* _REQUIREMENT_
This exercise calls for every record to be returned exactly, with pictures removed.

***** DATASET EXTRACT *****

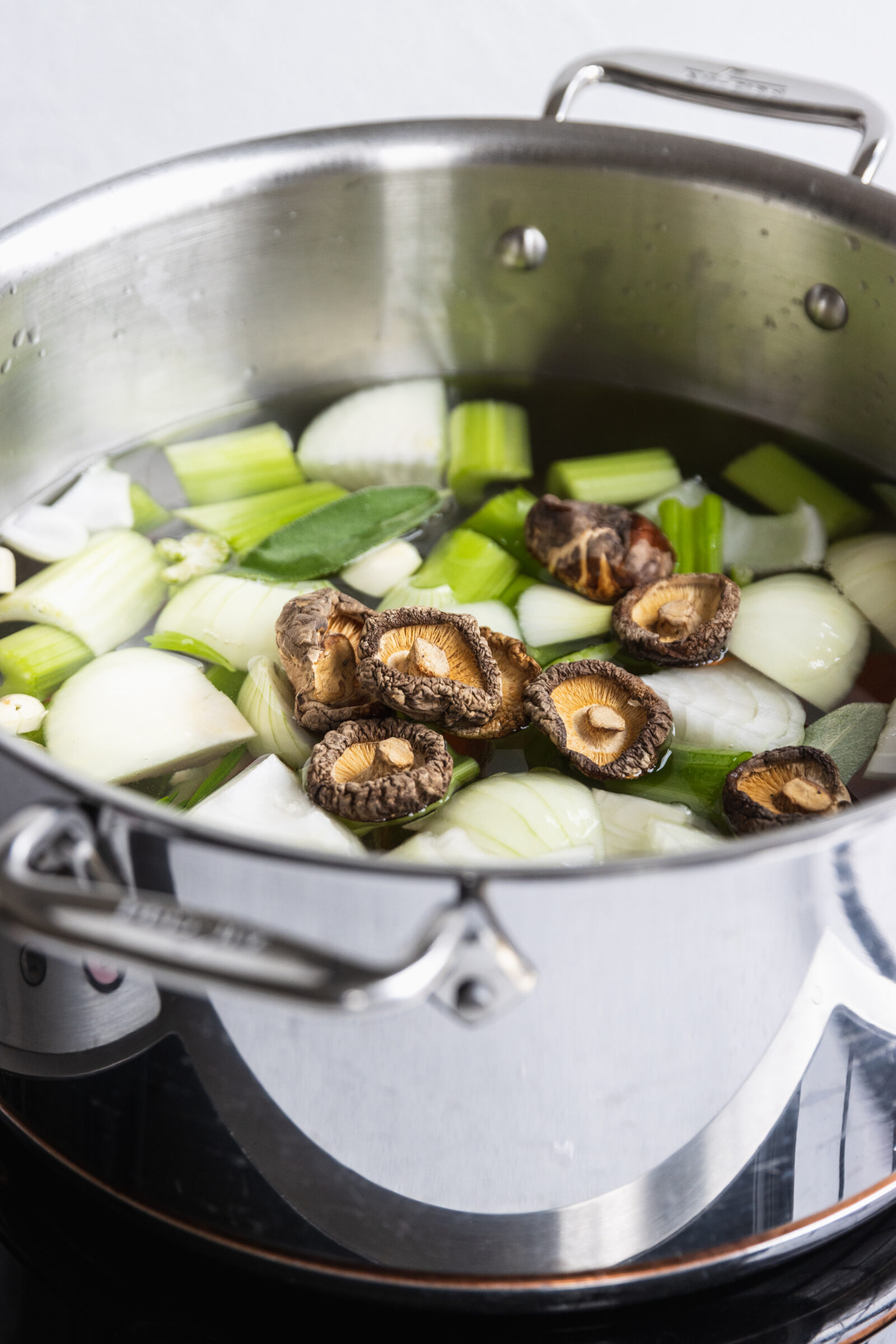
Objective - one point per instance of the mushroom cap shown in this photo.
(782, 787)
(382, 794)
(318, 636)
(605, 720)
(461, 686)
(679, 622)
(598, 550)
(517, 670)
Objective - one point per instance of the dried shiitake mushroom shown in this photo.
(376, 771)
(432, 666)
(517, 670)
(680, 622)
(605, 720)
(598, 550)
(318, 636)
(781, 787)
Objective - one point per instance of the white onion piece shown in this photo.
(385, 436)
(381, 569)
(233, 616)
(864, 568)
(267, 803)
(800, 631)
(7, 570)
(553, 616)
(267, 702)
(139, 713)
(45, 534)
(730, 707)
(100, 499)
(883, 764)
(21, 714)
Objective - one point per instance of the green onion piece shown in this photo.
(689, 776)
(615, 478)
(245, 523)
(217, 777)
(489, 441)
(780, 480)
(503, 519)
(38, 659)
(472, 565)
(175, 643)
(340, 531)
(228, 467)
(148, 512)
(230, 683)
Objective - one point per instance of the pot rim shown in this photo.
(88, 218)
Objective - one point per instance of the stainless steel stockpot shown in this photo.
(512, 1088)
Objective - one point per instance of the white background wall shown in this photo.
(95, 88)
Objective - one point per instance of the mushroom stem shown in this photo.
(801, 795)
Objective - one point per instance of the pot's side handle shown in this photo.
(190, 949)
(734, 88)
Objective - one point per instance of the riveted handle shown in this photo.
(735, 88)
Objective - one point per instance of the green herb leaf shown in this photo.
(175, 643)
(848, 736)
(335, 534)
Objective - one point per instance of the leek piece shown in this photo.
(488, 441)
(503, 519)
(228, 467)
(245, 523)
(267, 702)
(382, 436)
(864, 568)
(136, 714)
(799, 629)
(555, 616)
(614, 478)
(175, 643)
(381, 569)
(233, 616)
(472, 565)
(104, 595)
(780, 480)
(148, 512)
(39, 659)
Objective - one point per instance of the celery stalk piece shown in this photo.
(472, 565)
(780, 480)
(102, 595)
(614, 478)
(228, 467)
(148, 512)
(245, 523)
(503, 519)
(39, 659)
(488, 441)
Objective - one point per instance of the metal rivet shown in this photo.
(523, 248)
(827, 307)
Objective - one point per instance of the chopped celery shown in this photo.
(39, 659)
(614, 478)
(228, 467)
(148, 512)
(104, 595)
(245, 523)
(488, 441)
(780, 480)
(503, 519)
(472, 565)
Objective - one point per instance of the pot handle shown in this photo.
(734, 88)
(190, 949)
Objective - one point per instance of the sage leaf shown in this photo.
(328, 538)
(848, 736)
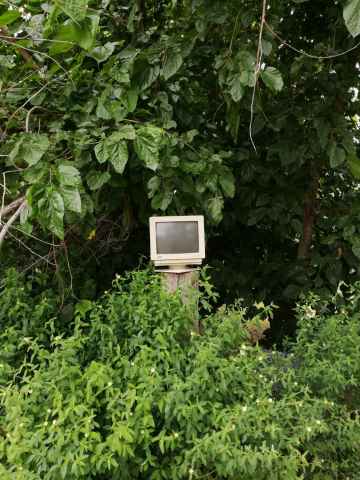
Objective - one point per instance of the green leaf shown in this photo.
(227, 182)
(9, 17)
(51, 208)
(266, 47)
(127, 132)
(75, 9)
(153, 185)
(354, 166)
(147, 145)
(29, 148)
(70, 33)
(162, 200)
(351, 14)
(272, 79)
(69, 176)
(103, 52)
(7, 61)
(56, 206)
(72, 199)
(114, 150)
(119, 160)
(215, 206)
(236, 89)
(336, 155)
(96, 179)
(172, 64)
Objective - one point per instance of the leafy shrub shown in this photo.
(129, 392)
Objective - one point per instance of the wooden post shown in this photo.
(188, 283)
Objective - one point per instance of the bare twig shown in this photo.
(11, 220)
(9, 208)
(257, 70)
(316, 57)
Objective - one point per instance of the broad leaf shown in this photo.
(153, 186)
(9, 17)
(113, 149)
(147, 144)
(69, 176)
(51, 208)
(127, 132)
(236, 89)
(120, 158)
(102, 53)
(351, 15)
(336, 156)
(96, 179)
(75, 9)
(216, 206)
(172, 64)
(272, 79)
(354, 166)
(72, 199)
(29, 148)
(227, 182)
(162, 200)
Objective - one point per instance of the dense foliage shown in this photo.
(122, 389)
(113, 110)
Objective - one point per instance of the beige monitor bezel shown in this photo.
(177, 258)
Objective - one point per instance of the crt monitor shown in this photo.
(177, 240)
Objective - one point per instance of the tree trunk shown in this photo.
(310, 212)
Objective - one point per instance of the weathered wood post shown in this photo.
(177, 244)
(187, 281)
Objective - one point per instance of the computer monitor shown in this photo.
(176, 242)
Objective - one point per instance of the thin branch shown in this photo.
(11, 220)
(9, 208)
(316, 57)
(26, 55)
(257, 71)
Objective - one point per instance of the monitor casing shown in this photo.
(177, 260)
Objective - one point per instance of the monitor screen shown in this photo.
(177, 237)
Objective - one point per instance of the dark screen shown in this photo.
(177, 237)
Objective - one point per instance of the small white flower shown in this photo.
(310, 312)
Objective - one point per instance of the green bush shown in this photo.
(127, 391)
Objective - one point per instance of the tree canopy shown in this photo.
(244, 111)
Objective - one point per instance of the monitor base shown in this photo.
(176, 269)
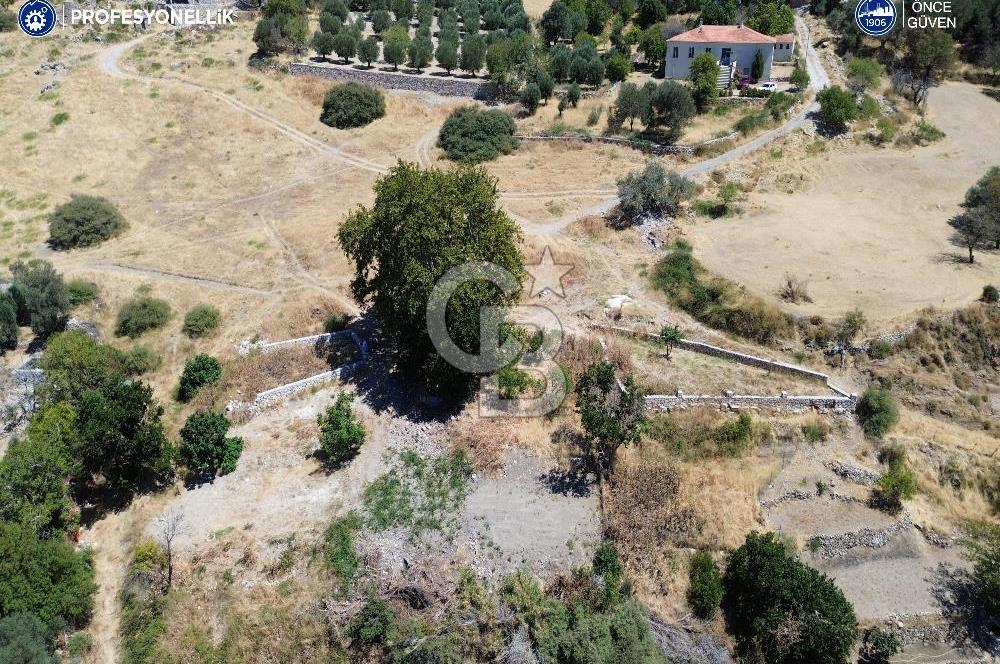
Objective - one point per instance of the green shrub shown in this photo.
(766, 590)
(472, 135)
(982, 549)
(9, 330)
(341, 434)
(816, 431)
(80, 291)
(339, 552)
(735, 437)
(24, 639)
(716, 301)
(336, 322)
(139, 360)
(991, 294)
(141, 314)
(205, 447)
(8, 20)
(877, 411)
(880, 349)
(374, 623)
(84, 221)
(925, 132)
(705, 593)
(352, 105)
(201, 320)
(836, 107)
(48, 578)
(530, 97)
(878, 646)
(199, 371)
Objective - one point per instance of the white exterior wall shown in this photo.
(783, 52)
(743, 54)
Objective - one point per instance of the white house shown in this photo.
(784, 47)
(734, 47)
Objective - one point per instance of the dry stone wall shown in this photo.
(446, 86)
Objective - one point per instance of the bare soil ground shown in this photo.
(873, 223)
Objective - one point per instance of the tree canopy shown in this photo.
(782, 611)
(84, 221)
(422, 224)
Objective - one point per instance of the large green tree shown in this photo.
(928, 58)
(611, 414)
(47, 578)
(422, 224)
(40, 294)
(782, 611)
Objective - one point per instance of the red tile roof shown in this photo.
(724, 34)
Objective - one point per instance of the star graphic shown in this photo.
(547, 275)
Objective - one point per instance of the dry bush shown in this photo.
(643, 511)
(485, 442)
(577, 353)
(590, 226)
(793, 290)
(312, 89)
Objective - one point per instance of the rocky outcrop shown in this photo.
(446, 86)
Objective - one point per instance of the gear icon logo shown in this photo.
(36, 18)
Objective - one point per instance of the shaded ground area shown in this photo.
(873, 224)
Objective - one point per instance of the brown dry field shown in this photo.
(871, 230)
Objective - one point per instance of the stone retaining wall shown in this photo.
(717, 351)
(644, 146)
(284, 391)
(447, 86)
(312, 340)
(783, 402)
(835, 546)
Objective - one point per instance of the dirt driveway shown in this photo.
(872, 232)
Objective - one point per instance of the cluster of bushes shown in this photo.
(652, 189)
(341, 434)
(205, 448)
(663, 108)
(36, 297)
(83, 222)
(199, 371)
(352, 105)
(141, 314)
(97, 436)
(716, 301)
(767, 591)
(472, 135)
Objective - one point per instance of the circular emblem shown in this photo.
(36, 18)
(875, 17)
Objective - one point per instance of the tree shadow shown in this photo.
(385, 387)
(575, 481)
(954, 589)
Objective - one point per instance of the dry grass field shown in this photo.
(869, 224)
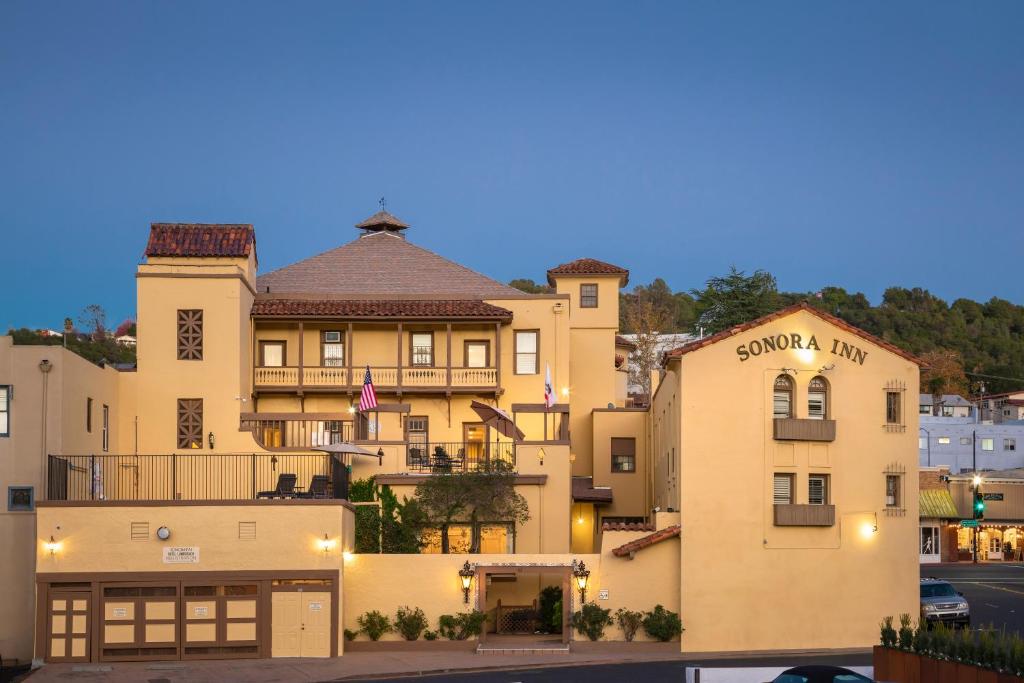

*****

* _RESPONSE TO THIS TASK_
Objective - one point per instance of the mushroom cap shown in this photo.
(782, 787)
(382, 794)
(318, 636)
(605, 720)
(461, 686)
(679, 622)
(598, 550)
(517, 670)
Objective - one point per instance of the dried shiitake mushroom shown in this photo.
(376, 771)
(432, 666)
(517, 670)
(680, 622)
(605, 720)
(598, 550)
(318, 636)
(781, 787)
Objective - one point per instance of the white onion piece shown in this photo.
(385, 436)
(381, 569)
(233, 616)
(864, 568)
(267, 803)
(800, 631)
(7, 570)
(553, 616)
(267, 702)
(139, 713)
(45, 534)
(730, 707)
(100, 499)
(883, 764)
(21, 714)
Objective - one point per instance of the green onion piece shown in this photo.
(689, 776)
(615, 478)
(245, 523)
(217, 777)
(489, 441)
(780, 480)
(503, 519)
(38, 659)
(472, 565)
(175, 643)
(340, 531)
(228, 467)
(148, 512)
(230, 683)
Objective - one point per instance of the pot rim shown in this photo.
(88, 218)
Objective - one point per instance of the stainless steel stockpot shown in this photo.
(512, 1088)
Objective - one point per instance of the white background wall shown in this photo.
(95, 88)
Objective - one point per instance of the mushroom stem shown in this photo.
(801, 795)
Objective - one point per instance of the pot's side handle shown in this photo.
(190, 949)
(734, 88)
Objective - one point per instance of the riveted handle shown in this photo.
(735, 88)
Objective - one point per instance of the green herb leaf shown in this photo.
(175, 643)
(848, 736)
(335, 534)
Objective - one point per instance of the leek piece shown in this photo.
(488, 441)
(503, 519)
(228, 467)
(245, 523)
(267, 702)
(382, 436)
(864, 568)
(136, 714)
(799, 629)
(555, 616)
(614, 478)
(175, 643)
(381, 569)
(233, 616)
(472, 565)
(104, 595)
(780, 480)
(148, 512)
(39, 659)
Objective - one point per instance of the celery stalk piece shown in this photo.
(472, 565)
(780, 480)
(102, 595)
(614, 478)
(228, 467)
(148, 512)
(245, 523)
(503, 519)
(39, 659)
(488, 441)
Objective - one point per instance of the metal rivet shown in this photo.
(523, 248)
(827, 307)
Objective - one point per instance of the chopped celery shown in this photo.
(39, 659)
(614, 478)
(228, 467)
(148, 512)
(104, 595)
(245, 523)
(488, 441)
(780, 480)
(503, 519)
(472, 565)
Objective - one point per instance of the pot handle shown in this photo.
(734, 88)
(190, 949)
Objective - one point per instance of the sage leaf shown in this photo.
(328, 538)
(848, 736)
Objective - one point per instance of the green leaf shown in this photo.
(227, 182)
(9, 17)
(51, 208)
(266, 47)
(127, 132)
(75, 9)
(153, 185)
(354, 166)
(147, 145)
(29, 148)
(70, 33)
(162, 200)
(351, 14)
(272, 79)
(69, 176)
(103, 52)
(7, 61)
(56, 206)
(72, 199)
(114, 150)
(119, 160)
(215, 206)
(236, 89)
(336, 155)
(96, 179)
(172, 64)
Objective - one point per instance of the leafy shrub shown in this photo.
(129, 392)
Objective - one point per instance of the wooden post shown in this photo.
(188, 283)
Objective - one point per instance of the bare twig shown in this photo.
(11, 220)
(9, 208)
(257, 70)
(316, 57)
Objective - one point per instance of the broad leaf shown in this photo.
(153, 186)
(9, 17)
(113, 149)
(147, 144)
(69, 176)
(51, 208)
(127, 132)
(236, 89)
(120, 158)
(102, 53)
(351, 15)
(336, 156)
(96, 179)
(75, 9)
(216, 206)
(172, 64)
(272, 79)
(354, 166)
(72, 199)
(29, 148)
(227, 182)
(162, 200)
Objective - one point per instance of the dense foliage shown in this photo.
(122, 389)
(113, 110)
Objective - one point per instance of the beige monitor bezel shown in this photo.
(177, 258)
Objective - one point per instance of the crt monitor shown in this photo.
(177, 240)
Objective - one point per instance of the tree trunk shown in this photo.
(310, 212)
Objective - one point per instance of the weathered wood post shown in this photo.
(177, 244)
(187, 281)
Objective - one point per instance of the computer monitor shown in this photo.
(176, 242)
Objective - one point per instance of the thin branch shown in this photo.
(11, 220)
(9, 208)
(316, 57)
(26, 55)
(257, 71)
Objective - one point per instance of the monitor casing shown in this photo.
(177, 260)
Objective - one point per instance of the monitor screen shown in this photo.
(177, 237)
Objective - one point per instance of the dark screen shown in this photo.
(177, 237)
Objective - one point per instance of the small white flower shown in this photo.
(310, 312)
Objective - one point per instance of the green bush shown in this photo.
(127, 391)
Objective - one point per instance of the tree canopy shown in this photo.
(244, 111)
Objective - one point per instance of the monitor base shown in this photo.
(176, 269)
Objective - one point per instance of the green shrub shown in this photo.
(766, 590)
(472, 135)
(982, 549)
(9, 330)
(341, 434)
(816, 431)
(80, 291)
(339, 552)
(735, 437)
(24, 639)
(716, 301)
(336, 322)
(139, 360)
(991, 294)
(141, 314)
(205, 447)
(8, 20)
(877, 411)
(880, 349)
(374, 623)
(84, 221)
(925, 132)
(705, 593)
(352, 105)
(201, 320)
(836, 107)
(48, 578)
(530, 97)
(878, 646)
(199, 371)
Objective - one point per instance of the white exterior wall shown in this photo.
(783, 52)
(743, 54)
Objective - one point per instance of the white house shown in this photo.
(784, 47)
(734, 47)
Objective - one point per instance of the dry stone wall shown in this photo.
(446, 86)
Objective - one point per instance of the bare soil ground shown in this photo.
(873, 223)
Objective - one point per instance of the tree canopy shown in this photo.
(782, 611)
(84, 221)
(422, 224)
Objective - one point per instance of the large green tree shown in this photo.
(928, 58)
(611, 414)
(47, 578)
(422, 224)
(40, 294)
(782, 611)
Objective - one point per instance of the red tile roof shown in this photo.
(724, 34)
Objective - one point per instance of the star graphic shown in this photo.
(547, 275)
Objective - one point per instance of the dry bush shown in this photo.
(643, 511)
(485, 442)
(577, 353)
(590, 226)
(793, 290)
(312, 89)
Objective - one point per instance of the rocky outcrop shown in this photo.
(446, 86)
Objective - one point per instance of the gear icon logo shown in this photo.
(36, 18)
Objective - one point per instance of the shaded ground area shown in this photo.
(873, 224)
Objective - one point per instance of the brown dry field shown in this photo.
(871, 230)
Objective - one point per instance of the stone retaining wall shown in this photo.
(717, 351)
(644, 146)
(284, 391)
(447, 86)
(312, 340)
(783, 402)
(835, 546)
Objective - one point per instance of the dirt driveway shown in this photo.
(872, 232)
Objective - one point per instance of the cluster of bushes shown in this photo.
(652, 189)
(341, 434)
(205, 448)
(663, 108)
(36, 297)
(83, 222)
(199, 371)
(352, 105)
(141, 314)
(97, 436)
(716, 301)
(767, 591)
(472, 135)
Objective - one point per instance of the circular emblem shown in this photo.
(36, 18)
(875, 17)
Objective - one point per instance of the tree shadow shown in this photo.
(385, 387)
(575, 481)
(954, 589)
Objective - one point per instance of the dry grass field shown in this photo.
(869, 224)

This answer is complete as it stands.